Given request →
Return the records below verbatim, beginning at the line that has "Please mark every stone pavement" and continuing through the end of the records.
++++++++
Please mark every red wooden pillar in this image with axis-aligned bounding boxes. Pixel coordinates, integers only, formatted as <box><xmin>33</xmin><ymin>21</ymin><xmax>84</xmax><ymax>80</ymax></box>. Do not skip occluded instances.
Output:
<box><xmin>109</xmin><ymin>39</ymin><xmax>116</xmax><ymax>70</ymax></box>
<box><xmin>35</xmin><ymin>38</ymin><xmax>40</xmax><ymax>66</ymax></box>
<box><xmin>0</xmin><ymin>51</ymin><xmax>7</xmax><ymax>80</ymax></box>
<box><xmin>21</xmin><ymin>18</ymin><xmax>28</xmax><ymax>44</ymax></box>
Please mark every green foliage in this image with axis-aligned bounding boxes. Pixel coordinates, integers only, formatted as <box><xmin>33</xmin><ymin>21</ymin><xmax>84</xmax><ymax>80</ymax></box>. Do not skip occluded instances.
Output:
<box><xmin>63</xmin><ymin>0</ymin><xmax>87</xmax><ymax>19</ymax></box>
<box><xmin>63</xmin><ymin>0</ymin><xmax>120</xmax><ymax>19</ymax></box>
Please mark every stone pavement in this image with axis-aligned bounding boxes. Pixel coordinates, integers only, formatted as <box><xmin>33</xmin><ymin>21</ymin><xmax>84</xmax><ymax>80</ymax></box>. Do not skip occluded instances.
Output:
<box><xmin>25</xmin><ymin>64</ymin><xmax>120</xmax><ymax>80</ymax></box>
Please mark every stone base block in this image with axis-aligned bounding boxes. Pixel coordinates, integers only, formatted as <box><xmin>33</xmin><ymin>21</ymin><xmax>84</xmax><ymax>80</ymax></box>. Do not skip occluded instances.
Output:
++++++++
Solution →
Please mark every stone pavement in this image with axis-aligned bounding boxes. Pixel coordinates, integers only, formatted as <box><xmin>33</xmin><ymin>21</ymin><xmax>84</xmax><ymax>80</ymax></box>. Do not skip occluded instances.
Output:
<box><xmin>25</xmin><ymin>64</ymin><xmax>120</xmax><ymax>80</ymax></box>
Please mark every stone base block in this image with axis-aligned bounding boxes. Pixel coordinates, integers only, formatted as <box><xmin>33</xmin><ymin>21</ymin><xmax>84</xmax><ymax>80</ymax></box>. Do not skip occluded instances.
Output:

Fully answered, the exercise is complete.